> _To be done_
1) Restate the passage on sulfonyl compounds from "The derivative of sulfolane may" to "as described above.", substituting "framework" for "skeleton".
2) Pick up the passage on sulfonyl compounds and lithium salts where it stops, and carry it forward.

> _Extract_
'''

In an embodiment, the sulfonyl compound may include two of the cyclic compounds. One reason for this is that this helps to allow the lithium salt to be dissolved more sufficiently by the sulfonyl compound.

In an embodiment, the sulfonyl compound may include sulfolane. In an embodiment, the sulfonyl compound may include sulfolane as one of the two cyclic compounds. One reason for this is that this helps to allow the lithium salt to be dissolved more stably by the sulfonyl compound.

In this case, in an embodiment, the sulfonyl compound may further include a derivative of sulfolane. In an embodiment, the sulfonyl compound may include the derivative of sulfolane as another of the two cyclic compounds. One reason for this is that this helps to allow the lithium salt to be dissolved more stably by the sulfonyl compound.

The derivative of sulfolane may be a compound having a skeleton similar to that of sulfolane. Non-limiting examples of such a derivative of sulfolane may include 3-methylsulfolane.

When the sulfonyl compound includes two of the cyclic compounds, the molar ratio M is within the range from 2 to 4 both inclusive, as described above.

'''

> _Records provided_
'''

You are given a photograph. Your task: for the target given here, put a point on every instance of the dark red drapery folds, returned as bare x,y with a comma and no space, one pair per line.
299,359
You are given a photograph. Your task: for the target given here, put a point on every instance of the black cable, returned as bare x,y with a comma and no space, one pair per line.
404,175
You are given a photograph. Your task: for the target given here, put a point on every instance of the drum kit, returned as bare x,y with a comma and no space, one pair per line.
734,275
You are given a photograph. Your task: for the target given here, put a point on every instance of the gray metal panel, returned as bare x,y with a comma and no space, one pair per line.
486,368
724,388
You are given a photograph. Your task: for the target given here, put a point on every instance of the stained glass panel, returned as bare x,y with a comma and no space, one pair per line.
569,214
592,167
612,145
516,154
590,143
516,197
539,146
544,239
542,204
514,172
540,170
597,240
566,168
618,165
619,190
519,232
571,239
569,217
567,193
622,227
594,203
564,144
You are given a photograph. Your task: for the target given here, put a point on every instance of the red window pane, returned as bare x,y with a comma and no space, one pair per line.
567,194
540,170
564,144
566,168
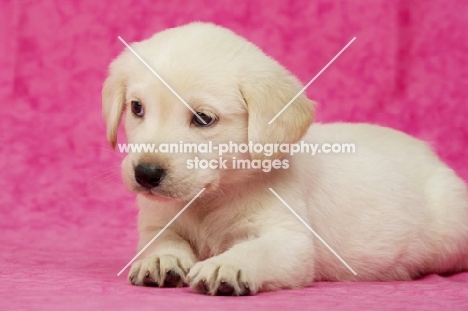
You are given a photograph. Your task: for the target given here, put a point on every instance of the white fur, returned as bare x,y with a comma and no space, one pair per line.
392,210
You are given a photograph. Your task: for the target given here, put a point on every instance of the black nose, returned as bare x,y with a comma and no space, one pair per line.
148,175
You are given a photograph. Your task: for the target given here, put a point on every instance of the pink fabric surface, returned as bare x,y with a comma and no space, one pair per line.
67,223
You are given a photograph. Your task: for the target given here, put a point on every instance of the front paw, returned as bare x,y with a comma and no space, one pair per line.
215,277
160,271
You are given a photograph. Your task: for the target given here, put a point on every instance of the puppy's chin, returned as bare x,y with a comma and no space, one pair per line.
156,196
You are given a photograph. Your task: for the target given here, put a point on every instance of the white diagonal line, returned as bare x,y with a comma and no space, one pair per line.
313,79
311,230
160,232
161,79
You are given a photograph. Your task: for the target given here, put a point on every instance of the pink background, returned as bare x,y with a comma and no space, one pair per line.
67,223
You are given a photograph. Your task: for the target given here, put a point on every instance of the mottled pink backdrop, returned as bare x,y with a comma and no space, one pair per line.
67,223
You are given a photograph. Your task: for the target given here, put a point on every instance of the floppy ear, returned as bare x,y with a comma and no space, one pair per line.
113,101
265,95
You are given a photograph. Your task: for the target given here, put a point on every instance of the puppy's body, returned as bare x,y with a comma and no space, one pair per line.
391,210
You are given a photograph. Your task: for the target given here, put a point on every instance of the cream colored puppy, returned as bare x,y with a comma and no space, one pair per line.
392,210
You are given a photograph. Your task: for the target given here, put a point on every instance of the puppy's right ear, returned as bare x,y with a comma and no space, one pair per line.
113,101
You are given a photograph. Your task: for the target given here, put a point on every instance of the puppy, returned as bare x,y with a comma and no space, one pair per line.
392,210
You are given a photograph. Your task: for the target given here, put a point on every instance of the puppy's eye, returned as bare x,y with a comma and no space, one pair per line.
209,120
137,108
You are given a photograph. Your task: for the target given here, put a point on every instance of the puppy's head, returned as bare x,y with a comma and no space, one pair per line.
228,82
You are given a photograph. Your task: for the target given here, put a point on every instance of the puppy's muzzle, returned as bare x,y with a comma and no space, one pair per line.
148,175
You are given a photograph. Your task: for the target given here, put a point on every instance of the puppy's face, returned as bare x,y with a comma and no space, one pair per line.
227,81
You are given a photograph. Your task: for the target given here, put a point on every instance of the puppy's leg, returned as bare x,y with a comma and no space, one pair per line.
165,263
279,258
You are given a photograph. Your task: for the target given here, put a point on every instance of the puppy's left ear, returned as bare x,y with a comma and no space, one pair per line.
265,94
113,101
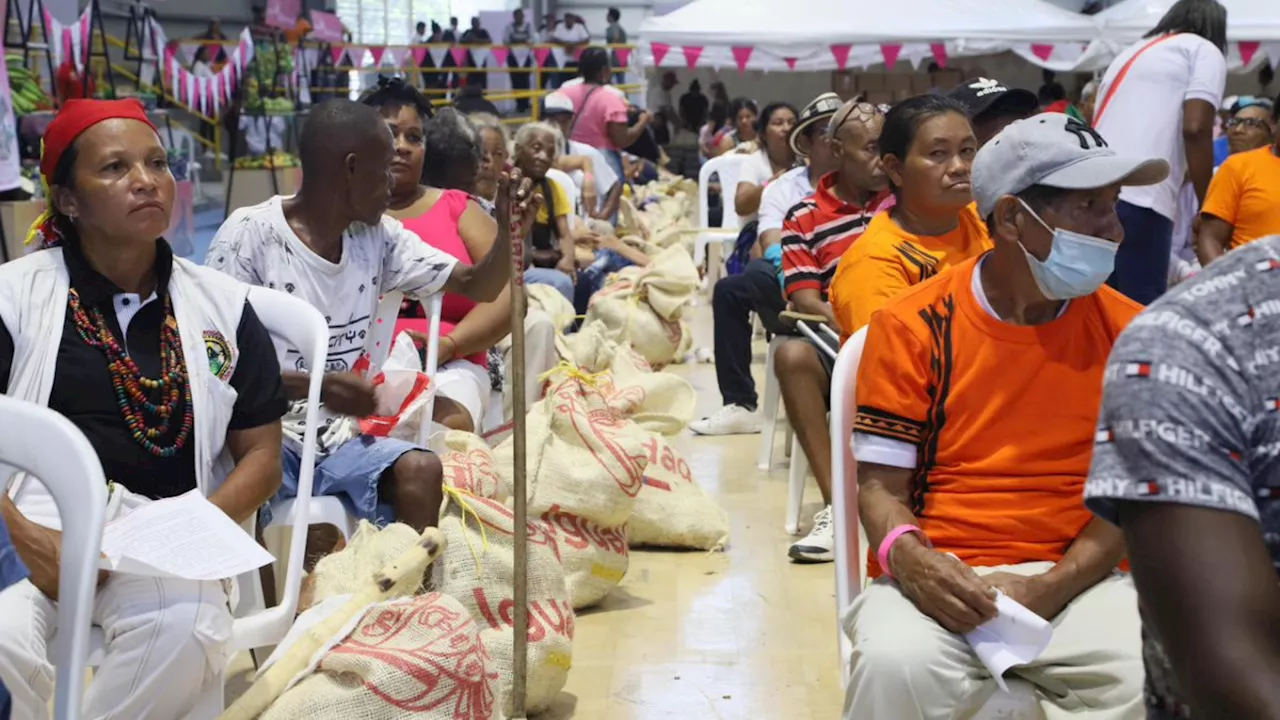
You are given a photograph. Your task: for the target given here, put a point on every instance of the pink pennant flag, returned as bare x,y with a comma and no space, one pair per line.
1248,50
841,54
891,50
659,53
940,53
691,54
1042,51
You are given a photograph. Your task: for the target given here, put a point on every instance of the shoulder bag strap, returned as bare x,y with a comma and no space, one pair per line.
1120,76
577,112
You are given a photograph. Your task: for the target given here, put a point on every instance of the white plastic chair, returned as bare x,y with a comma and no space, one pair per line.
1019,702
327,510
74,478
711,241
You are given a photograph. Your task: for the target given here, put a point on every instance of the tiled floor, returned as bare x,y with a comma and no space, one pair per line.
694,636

'''

> _Responses to the exercise_
1)
The derivative of sulfolane may be a compound having a framework similar to that of sulfolane. Non-limiting examples of such a derivative of sulfolane may include 3-methylsulfolane.

When the sulfonyl compound includes two of the cyclic compounds, the molar ratio M is within the range from 2 to 4 both inclusive, as described above.

2)
In an embodiment, the sulfonyl compound may include one of the cyclic compounds and one of the chain compounds. One reason for this is that this helps to allow the lithium salt to be dissolved more sufficiently by the sulfonyl compound.

In an embodiment, the sulfonyl compound may include sulfolane. In an embodiment, the sulfonyl compound may include sulfolane as the cyclic compound. One reason for this is that this helps to allow the lithium salt to be dissolved more stably by the sulfonyl compound.

In this case, the chain compound is not particularly limited in kind, and may be chosen as desired. One reason for this is that the sulfonyl compound including sulfolane as the cyclic compound helps to allow the lithium salt to be dissolved more stably by the sulfonyl compound, regardless of the kind of the chain compound.

In an embodiment, the sulfonyl compound may include dimethyl sulfone, ethyl methyl sulfone, or both, as one or more chain compounds. One reason for this is that this helps to allow the lithium salt to be dissolved more stably by the sulfonyl compound.

When the sulfonyl compound includes one of the cyclic compounds and one of the chain compounds, the molar ratio M is within the range from 2 to 4 both inclusive, as described above.

In an embodiment, the electrolytic solution may further include any one or more of additives. The one or more additives are not particularly limited in kind, and may be chosen as desired.

In an embodiment, the one or more additives may include a fluorinated ether compound represented by Formula (3). One reason for this is that this helps to decrease a viscosity of the electrolytic solution. In an embodiment, one fluorinated ether compound may be used. In an embodiment two or more fluorinated ether compounds may be used.

R4-O—R5  (3)

where each of R4 and R5 is a fluorinated alkyl group.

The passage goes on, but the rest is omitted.